[DESCRIPTION OF THE TASK]:
Copy the records line for line, starting at the very beginning and stopping after the line that contains "840 99 1223 421". Leave the picture out of your copy.
### DATA FOR PROCESSING ###
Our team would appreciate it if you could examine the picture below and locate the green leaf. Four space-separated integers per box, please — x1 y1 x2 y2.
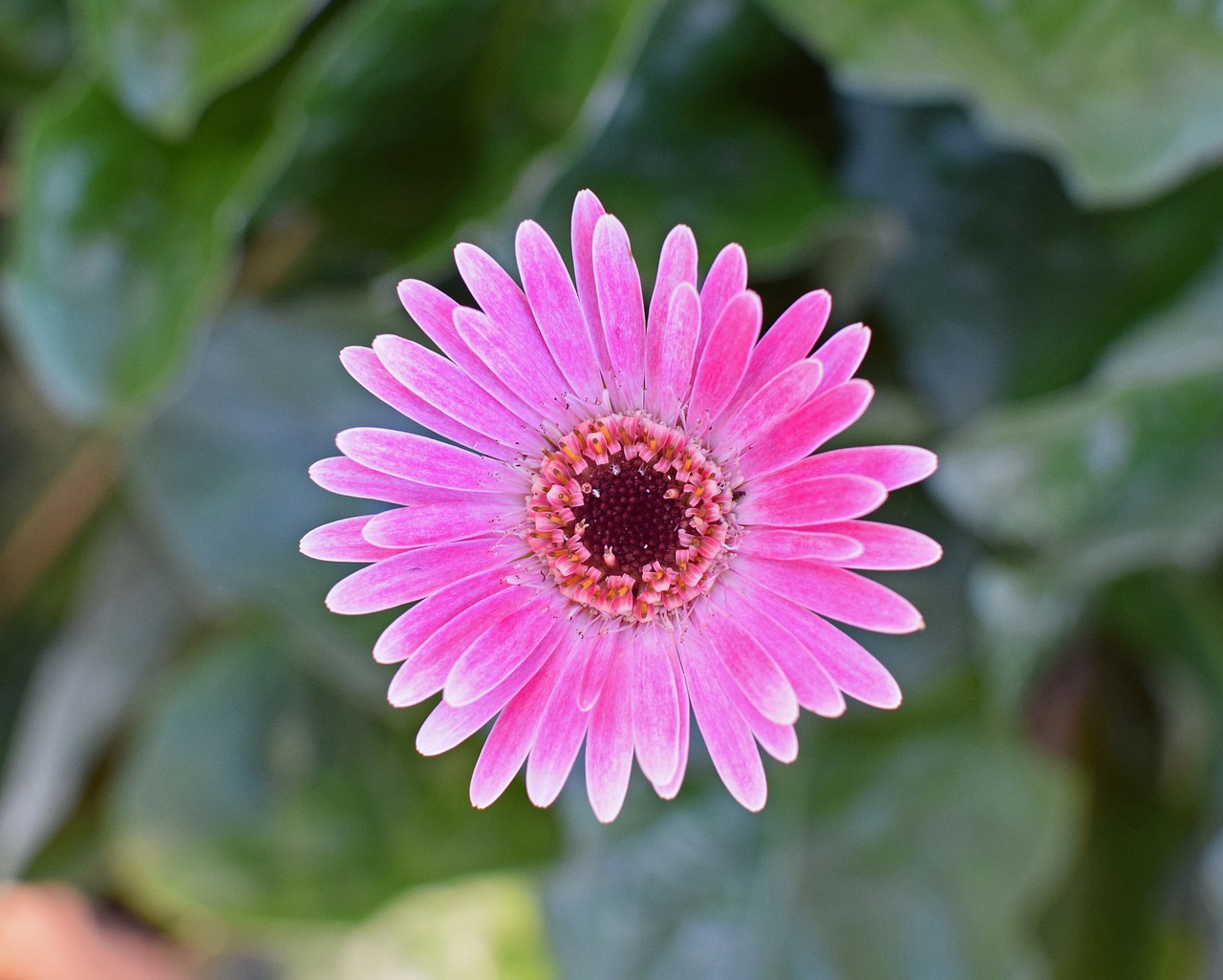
0 0 71 97
543 0 834 281
77 0 325 139
268 0 656 271
547 722 1076 980
0 525 186 878
128 298 415 704
111 637 556 925
4 77 290 420
932 257 1223 586
765 0 1223 205
840 99 1223 421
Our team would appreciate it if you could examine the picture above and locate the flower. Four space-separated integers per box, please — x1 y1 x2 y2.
302 191 940 821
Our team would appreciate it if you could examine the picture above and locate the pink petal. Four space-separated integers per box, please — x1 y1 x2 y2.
441 594 563 706
646 224 697 344
386 586 539 708
711 657 799 762
416 623 556 756
726 289 831 415
586 645 633 823
694 242 747 367
739 379 874 478
826 521 943 572
647 283 700 425
726 576 845 718
298 516 398 562
717 360 823 447
527 635 593 806
694 603 799 725
398 279 538 421
646 224 697 420
761 446 938 490
734 555 925 633
687 290 764 433
310 456 462 503
739 476 888 528
577 630 625 712
816 324 870 391
455 307 568 421
455 244 565 391
594 214 646 411
572 191 612 385
375 568 511 664
340 347 517 459
375 333 533 449
335 429 523 494
356 494 512 547
515 222 603 403
753 595 900 708
654 635 690 799
471 623 568 809
633 627 681 786
680 634 768 811
739 528 864 565
327 539 506 616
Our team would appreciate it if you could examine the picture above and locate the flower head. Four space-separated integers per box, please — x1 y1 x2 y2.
302 191 940 820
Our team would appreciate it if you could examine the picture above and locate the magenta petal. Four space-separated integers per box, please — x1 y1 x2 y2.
386 586 539 708
694 244 747 364
814 324 870 391
298 516 398 562
826 521 943 572
698 603 799 725
471 623 565 809
572 191 612 385
527 635 592 806
340 347 517 459
757 595 900 708
686 290 763 433
739 525 865 565
647 283 700 425
441 592 560 706
726 289 831 415
515 222 603 403
739 476 888 528
375 333 531 447
717 360 823 447
327 539 505 616
455 307 568 425
586 659 633 823
778 446 938 493
735 555 925 633
633 628 681 786
680 642 768 811
375 568 511 664
739 379 874 478
594 215 646 411
366 495 506 547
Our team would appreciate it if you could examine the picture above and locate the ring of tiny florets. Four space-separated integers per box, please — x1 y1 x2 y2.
527 415 734 622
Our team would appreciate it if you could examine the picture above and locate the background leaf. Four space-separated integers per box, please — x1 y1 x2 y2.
765 0 1223 205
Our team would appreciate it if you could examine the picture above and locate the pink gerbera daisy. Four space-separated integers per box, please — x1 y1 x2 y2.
302 191 940 821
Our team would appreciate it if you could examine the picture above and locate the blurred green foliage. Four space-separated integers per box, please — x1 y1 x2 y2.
0 0 1223 980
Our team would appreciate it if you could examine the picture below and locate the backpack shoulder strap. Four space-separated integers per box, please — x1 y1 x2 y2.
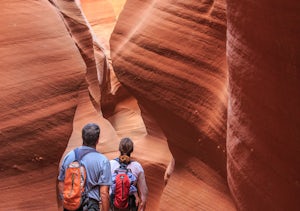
74 147 97 161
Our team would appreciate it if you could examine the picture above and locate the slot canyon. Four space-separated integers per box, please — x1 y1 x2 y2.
0 0 300 211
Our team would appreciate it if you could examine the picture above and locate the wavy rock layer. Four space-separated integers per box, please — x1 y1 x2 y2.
0 0 86 210
227 0 300 210
110 0 235 210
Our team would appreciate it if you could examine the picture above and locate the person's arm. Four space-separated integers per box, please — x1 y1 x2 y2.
133 192 141 207
100 185 109 211
137 172 148 211
57 180 64 210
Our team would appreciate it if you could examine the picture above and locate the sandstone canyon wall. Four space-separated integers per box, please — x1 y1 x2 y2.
227 0 300 210
111 0 300 210
0 0 300 211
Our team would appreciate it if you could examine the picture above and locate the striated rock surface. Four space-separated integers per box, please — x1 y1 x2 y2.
110 1 235 210
0 0 86 210
0 0 300 211
227 0 300 210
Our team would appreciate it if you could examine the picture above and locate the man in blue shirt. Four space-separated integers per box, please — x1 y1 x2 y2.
58 123 112 211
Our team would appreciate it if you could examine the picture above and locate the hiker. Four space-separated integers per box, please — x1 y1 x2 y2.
58 123 112 211
110 138 148 211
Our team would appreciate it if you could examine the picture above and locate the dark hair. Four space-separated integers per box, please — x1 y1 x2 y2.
119 138 133 156
82 123 100 146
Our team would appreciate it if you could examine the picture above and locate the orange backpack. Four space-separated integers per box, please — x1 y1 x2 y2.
63 148 96 210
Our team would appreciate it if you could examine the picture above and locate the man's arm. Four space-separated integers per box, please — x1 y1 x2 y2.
137 172 148 211
57 180 64 210
100 185 109 211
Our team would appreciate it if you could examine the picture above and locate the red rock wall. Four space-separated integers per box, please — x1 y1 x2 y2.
227 0 300 210
110 0 235 210
0 0 112 211
111 1 227 173
0 0 86 177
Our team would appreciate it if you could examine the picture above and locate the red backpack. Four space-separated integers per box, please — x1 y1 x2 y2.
63 148 96 210
114 166 131 209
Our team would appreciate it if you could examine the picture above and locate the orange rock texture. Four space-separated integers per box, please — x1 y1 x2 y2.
0 0 300 211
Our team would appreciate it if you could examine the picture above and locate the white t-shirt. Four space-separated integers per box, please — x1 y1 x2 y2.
109 160 144 180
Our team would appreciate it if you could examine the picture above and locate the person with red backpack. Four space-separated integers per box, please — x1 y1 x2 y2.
110 138 148 211
58 123 112 211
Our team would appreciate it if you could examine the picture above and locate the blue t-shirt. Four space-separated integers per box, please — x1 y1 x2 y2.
58 146 112 202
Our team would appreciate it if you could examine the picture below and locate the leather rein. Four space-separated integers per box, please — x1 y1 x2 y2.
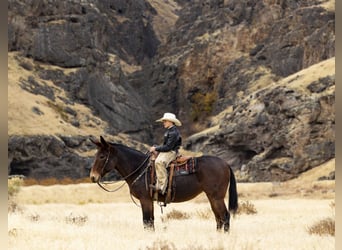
96 149 151 192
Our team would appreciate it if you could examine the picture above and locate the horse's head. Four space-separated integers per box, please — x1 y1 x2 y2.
90 136 115 182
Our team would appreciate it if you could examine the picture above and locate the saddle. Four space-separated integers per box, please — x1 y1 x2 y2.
150 152 196 206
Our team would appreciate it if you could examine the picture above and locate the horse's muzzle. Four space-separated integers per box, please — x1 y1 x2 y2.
90 171 100 182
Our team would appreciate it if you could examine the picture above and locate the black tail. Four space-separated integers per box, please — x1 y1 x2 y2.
229 167 239 213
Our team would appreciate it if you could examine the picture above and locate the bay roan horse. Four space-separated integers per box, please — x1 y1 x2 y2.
90 136 238 232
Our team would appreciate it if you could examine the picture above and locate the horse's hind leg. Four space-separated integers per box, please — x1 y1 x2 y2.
140 200 154 231
209 199 230 232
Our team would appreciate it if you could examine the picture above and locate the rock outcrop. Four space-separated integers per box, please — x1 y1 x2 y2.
8 0 335 181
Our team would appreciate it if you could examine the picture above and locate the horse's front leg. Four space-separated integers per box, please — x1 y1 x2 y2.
140 199 154 231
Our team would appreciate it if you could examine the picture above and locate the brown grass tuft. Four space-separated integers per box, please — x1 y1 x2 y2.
166 209 190 220
145 240 176 250
65 213 88 226
308 218 335 236
236 201 257 215
7 177 23 213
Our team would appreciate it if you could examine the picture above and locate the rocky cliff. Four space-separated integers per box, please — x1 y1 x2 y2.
8 0 335 181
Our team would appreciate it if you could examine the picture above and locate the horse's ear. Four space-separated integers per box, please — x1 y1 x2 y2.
100 136 109 148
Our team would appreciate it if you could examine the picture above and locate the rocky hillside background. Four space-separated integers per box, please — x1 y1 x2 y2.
8 0 335 181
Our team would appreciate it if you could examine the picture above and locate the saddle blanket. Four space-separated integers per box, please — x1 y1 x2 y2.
168 157 196 176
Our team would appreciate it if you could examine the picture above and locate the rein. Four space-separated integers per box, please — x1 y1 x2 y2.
97 150 151 192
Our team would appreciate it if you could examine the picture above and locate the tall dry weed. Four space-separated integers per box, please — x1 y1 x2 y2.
7 177 23 212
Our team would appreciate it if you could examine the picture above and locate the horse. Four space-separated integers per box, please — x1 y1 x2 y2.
90 136 238 232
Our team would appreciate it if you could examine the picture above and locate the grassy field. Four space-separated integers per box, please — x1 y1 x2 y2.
8 161 335 250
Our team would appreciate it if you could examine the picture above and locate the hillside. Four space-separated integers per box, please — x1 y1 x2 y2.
8 0 335 181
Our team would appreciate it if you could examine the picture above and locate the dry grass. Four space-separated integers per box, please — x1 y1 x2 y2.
8 165 335 250
8 198 335 250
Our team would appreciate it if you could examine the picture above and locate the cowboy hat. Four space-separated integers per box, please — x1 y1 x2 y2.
156 113 182 126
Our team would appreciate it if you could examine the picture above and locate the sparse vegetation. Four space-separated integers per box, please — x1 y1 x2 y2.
65 213 88 226
237 201 257 215
308 218 335 236
308 202 335 236
191 92 217 121
145 240 176 250
166 209 190 220
7 177 23 212
23 177 91 186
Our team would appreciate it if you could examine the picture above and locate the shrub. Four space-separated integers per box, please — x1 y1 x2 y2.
308 218 335 236
145 240 176 250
###
[ANSWER]:
Our team would appreciate it if you could examine the picture below and locate the green leaf. Four space-separated integers per box, please — x1 y1 x2 y2.
0 0 71 97
543 0 834 281
77 0 325 139
268 0 656 271
547 722 1076 980
0 525 186 878
128 298 415 704
111 637 556 925
4 77 290 420
932 257 1223 586
765 0 1223 205
840 99 1223 421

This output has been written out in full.